▶ _Task brief_
Reproduce the listing below character for character; drop every image.

————

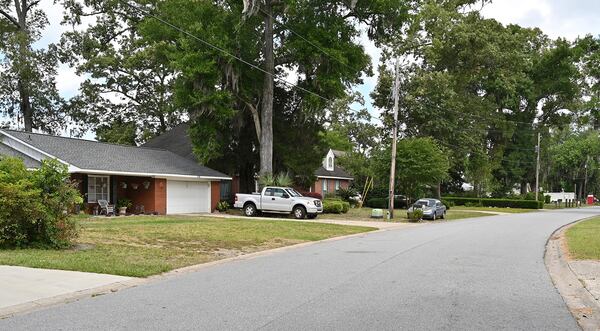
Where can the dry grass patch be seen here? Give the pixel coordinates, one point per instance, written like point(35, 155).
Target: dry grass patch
point(147, 245)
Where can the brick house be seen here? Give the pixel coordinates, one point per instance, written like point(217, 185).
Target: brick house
point(155, 180)
point(330, 176)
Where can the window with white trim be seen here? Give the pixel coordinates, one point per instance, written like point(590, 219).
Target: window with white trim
point(98, 188)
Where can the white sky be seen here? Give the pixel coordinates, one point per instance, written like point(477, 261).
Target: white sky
point(557, 18)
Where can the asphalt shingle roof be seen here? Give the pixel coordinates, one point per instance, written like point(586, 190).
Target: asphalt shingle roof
point(176, 140)
point(30, 163)
point(337, 172)
point(93, 155)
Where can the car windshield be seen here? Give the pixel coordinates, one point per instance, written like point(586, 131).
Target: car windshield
point(293, 193)
point(421, 203)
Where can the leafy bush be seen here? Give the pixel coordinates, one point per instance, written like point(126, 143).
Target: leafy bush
point(415, 216)
point(345, 207)
point(347, 194)
point(377, 203)
point(312, 195)
point(383, 203)
point(331, 196)
point(222, 206)
point(281, 179)
point(124, 202)
point(35, 205)
point(335, 206)
point(504, 203)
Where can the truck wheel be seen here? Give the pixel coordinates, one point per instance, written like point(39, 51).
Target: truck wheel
point(250, 210)
point(299, 212)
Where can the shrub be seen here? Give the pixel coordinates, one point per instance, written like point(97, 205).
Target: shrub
point(377, 203)
point(35, 205)
point(281, 179)
point(383, 203)
point(335, 206)
point(345, 206)
point(487, 202)
point(312, 195)
point(222, 206)
point(415, 216)
point(124, 202)
point(347, 194)
point(332, 196)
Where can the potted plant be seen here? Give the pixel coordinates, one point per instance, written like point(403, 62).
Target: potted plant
point(123, 205)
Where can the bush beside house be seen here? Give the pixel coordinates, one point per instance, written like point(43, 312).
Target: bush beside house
point(35, 205)
point(488, 202)
point(334, 206)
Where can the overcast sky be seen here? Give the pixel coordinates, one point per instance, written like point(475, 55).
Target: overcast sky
point(557, 18)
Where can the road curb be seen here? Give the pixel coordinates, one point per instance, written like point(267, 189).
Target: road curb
point(582, 305)
point(49, 302)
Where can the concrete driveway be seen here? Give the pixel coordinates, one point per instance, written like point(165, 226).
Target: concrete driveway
point(485, 273)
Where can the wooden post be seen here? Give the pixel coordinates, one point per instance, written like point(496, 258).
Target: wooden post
point(394, 137)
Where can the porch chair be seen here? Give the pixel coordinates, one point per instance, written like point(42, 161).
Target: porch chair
point(106, 208)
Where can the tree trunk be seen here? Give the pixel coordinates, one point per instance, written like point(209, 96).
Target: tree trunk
point(266, 139)
point(23, 84)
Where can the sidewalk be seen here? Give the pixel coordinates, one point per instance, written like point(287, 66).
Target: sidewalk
point(373, 224)
point(24, 288)
point(577, 281)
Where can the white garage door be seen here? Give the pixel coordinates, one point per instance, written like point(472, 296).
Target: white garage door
point(187, 197)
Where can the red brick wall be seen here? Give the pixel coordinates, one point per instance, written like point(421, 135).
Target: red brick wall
point(160, 196)
point(215, 195)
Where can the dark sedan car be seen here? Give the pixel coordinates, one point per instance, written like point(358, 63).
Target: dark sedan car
point(432, 208)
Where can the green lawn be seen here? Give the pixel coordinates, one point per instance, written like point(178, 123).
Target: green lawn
point(495, 209)
point(364, 214)
point(148, 245)
point(584, 240)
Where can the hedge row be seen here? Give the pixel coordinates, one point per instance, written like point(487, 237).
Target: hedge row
point(332, 206)
point(488, 202)
point(383, 203)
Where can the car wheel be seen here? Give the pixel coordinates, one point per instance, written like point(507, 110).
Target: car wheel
point(250, 210)
point(299, 212)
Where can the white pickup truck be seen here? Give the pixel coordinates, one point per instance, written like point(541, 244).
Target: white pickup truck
point(280, 200)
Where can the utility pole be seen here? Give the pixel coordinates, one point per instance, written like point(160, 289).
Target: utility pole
point(584, 195)
point(394, 137)
point(537, 169)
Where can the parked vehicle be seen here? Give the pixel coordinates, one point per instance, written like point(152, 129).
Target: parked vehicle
point(432, 208)
point(279, 200)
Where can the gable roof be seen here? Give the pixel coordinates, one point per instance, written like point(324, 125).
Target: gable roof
point(176, 140)
point(337, 153)
point(30, 162)
point(92, 156)
point(337, 172)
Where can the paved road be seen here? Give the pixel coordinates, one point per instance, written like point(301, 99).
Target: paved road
point(485, 273)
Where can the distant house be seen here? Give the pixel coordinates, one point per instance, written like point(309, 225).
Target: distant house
point(156, 180)
point(330, 176)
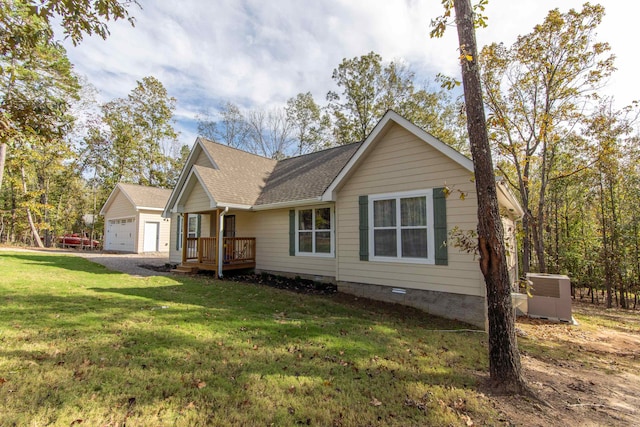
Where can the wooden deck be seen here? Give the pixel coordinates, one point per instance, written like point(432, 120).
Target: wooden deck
point(201, 253)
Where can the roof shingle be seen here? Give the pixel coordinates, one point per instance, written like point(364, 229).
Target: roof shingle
point(147, 197)
point(248, 179)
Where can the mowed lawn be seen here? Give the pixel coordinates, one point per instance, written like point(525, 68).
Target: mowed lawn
point(83, 345)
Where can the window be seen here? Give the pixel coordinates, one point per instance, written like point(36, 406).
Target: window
point(314, 231)
point(401, 227)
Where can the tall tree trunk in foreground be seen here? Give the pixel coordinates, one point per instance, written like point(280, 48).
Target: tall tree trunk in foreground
point(504, 358)
point(32, 225)
point(3, 157)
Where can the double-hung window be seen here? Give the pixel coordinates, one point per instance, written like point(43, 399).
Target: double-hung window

————

▶ _Written reply_
Where can the dry grass patch be seen here? Give the pixel coordinates, one point per instance, written like point(35, 155).
Target: dry grass patch
point(147, 245)
Where can the brick house be seen here? Give the pixel coordinates, one point per instance, written like point(217, 185).
Target: brick house
point(155, 180)
point(330, 176)
Where can the window with white trim be seen here? Give the pixel coordinates, one point per instance, written like point(590, 219).
Target: window with white trim
point(98, 188)
Where can the white sky be seen here? Give the pixel coordinates, one point per instance, written like point(477, 261).
Target: white sky
point(557, 18)
Where can the asphalt shingle roof be seen here? Give the pixel coordinates, one point per instance, written like point(586, 190).
Target: asphalt shingle roof
point(176, 140)
point(30, 163)
point(337, 172)
point(93, 155)
Where can the car windshield be seen here? Give the pixel coordinates, one point per instance, written like point(586, 131).
Target: car windshield
point(293, 193)
point(421, 203)
Where can the leafy bush be seen here? Give the pixel coordinates, one point per instance, written like point(126, 143).
Target: leafy bush
point(415, 216)
point(345, 207)
point(347, 194)
point(377, 203)
point(312, 195)
point(383, 203)
point(331, 196)
point(222, 206)
point(281, 179)
point(124, 202)
point(35, 205)
point(335, 206)
point(504, 203)
Where can the truck wheel be seen here? Give the pixel coordinates, one point per instance, written like point(39, 51).
Target: truck wheel
point(250, 210)
point(299, 212)
Where can the shrub be seen here? Give the pixel coordinates, one point per instance, written like point(97, 205).
Target: shrub
point(377, 203)
point(35, 205)
point(281, 179)
point(383, 203)
point(335, 206)
point(345, 206)
point(487, 202)
point(312, 195)
point(222, 206)
point(415, 216)
point(124, 202)
point(347, 194)
point(332, 196)
Where can the potted plant be seen here? Give the pixel coordinates, one point per instance, written like point(403, 62).
Target: potted plant
point(123, 205)
Where can the bush beside house be seen here? Give the pixel coordinates, one point per instance, written like point(43, 312).
Target: bush beside house
point(35, 205)
point(488, 202)
point(334, 206)
Where can the overcast sky be seen here? Give the pixel coordinates, one point per instance, written like point(475, 55).
Target: overcast sky
point(557, 18)
Where can the road curb be seen here? Give the pixel coordinates, one point per instance, written like point(267, 189).
Target: road curb
point(582, 305)
point(49, 302)
Where can the concrete driveway be seen here? Give the pixel coordinates, one point per instance, written like point(165, 226).
Target: concrete driveway
point(485, 273)
Where can the wooden post be seen here? Give the pixel coordinates, one point per instance, written like point(496, 258).
Target: wooden post
point(394, 137)
Where can the porch chair be seen here? Give the pixel coordinates, one point per instance, written like point(42, 161).
Target: porch chair
point(106, 208)
Where can the tree trunk be seen here? Give the pixel coordinates, one point per instance, written like point(209, 96).
Target: tree trunk
point(266, 139)
point(23, 84)
Where can the sidewalk be seen here? Give the pixel coordinates, one point per instance, written like point(287, 66).
Target: sidewalk
point(373, 224)
point(24, 288)
point(577, 281)
Where can the white garage door be seen here? Give the pixel coordinates, one point per instance, written like point(472, 296).
Target: white garage door
point(187, 197)
Where can the red brick wall be seen here? Give the pixel coordinates, one point per instance, written like point(421, 135).
Target: red brick wall
point(160, 196)
point(215, 195)
Where can the dark sedan car be seen here? Give the pixel coordinates, one point per instance, written like point(358, 63).
Target: dark sedan car
point(432, 208)
Where can the green lawn be seen here? Give the pixel coordinates, one point per instance, written like point(178, 123).
Target: green lawn
point(495, 209)
point(364, 214)
point(148, 245)
point(584, 240)
Where can the hedge row be seen here? Give the pixel coordinates, one point per instance, written like point(487, 237).
Target: hedge row
point(332, 206)
point(488, 202)
point(383, 203)
Where can the car wheel be seen here? Give the pixel coordinates, one point per instance, written like point(507, 110).
Target: car wheel
point(250, 210)
point(299, 212)
Where can the white pickup truck be seen here? Give the pixel coordinates, one point per instance, written like point(541, 244).
Target: white pickup truck
point(280, 200)
Where can the utility pole be seen here? Give the pixel coordinates, one point per instance, written like point(160, 289).
Target: utility pole
point(584, 195)
point(394, 137)
point(537, 169)
Where can the parked vehicle be seen here? Give the pixel coordinates, one point per instance, written like point(152, 129).
Target: parked vehicle
point(432, 208)
point(279, 200)
Where can the gable roof be seen here? Give the pixel coordinates, one point per instance, written like point(324, 125).
Target: gable roof
point(176, 140)
point(337, 153)
point(30, 162)
point(92, 156)
point(337, 172)
Where can the paved road be seen here? Give the pixel coordinates, one point per instance, written like point(301, 99).
Target: paved road
point(485, 273)
Where can the distant house be seen here? Give the pixel coordinates, one point per instance, written like point(309, 225).
Target: distant house
point(156, 180)
point(330, 176)
Where can the wooden deck be seen here? Give the pixel coordinates, one point per instance, written like point(432, 120).
Target: wooden deck
point(201, 253)
Where can the roof shingle be seen here? Give the pixel coordinates, one point per instance, written like point(364, 229).
Target: roof shingle
point(147, 197)
point(248, 179)
Where can the mowed lawn be seen here? Give the pixel coordinates, one point per instance, written like point(525, 68).
Target: mowed lawn
point(83, 345)
Where can the window be seen here? Give the pixel coordinates, one point per instance, written like point(36, 406).
Target: window
point(314, 231)
point(401, 227)
Where can the tall tree trunk in foreground be seen here? Give the pixel coordinates, one point per instance, written like point(280, 48).
Target: tall tree trunk in foreground
point(504, 358)
point(32, 225)
point(3, 157)
Where can the double-hung window be seen here? Give the pixel coordinates, one point per instance, written like point(43, 399).
Target: double-hung window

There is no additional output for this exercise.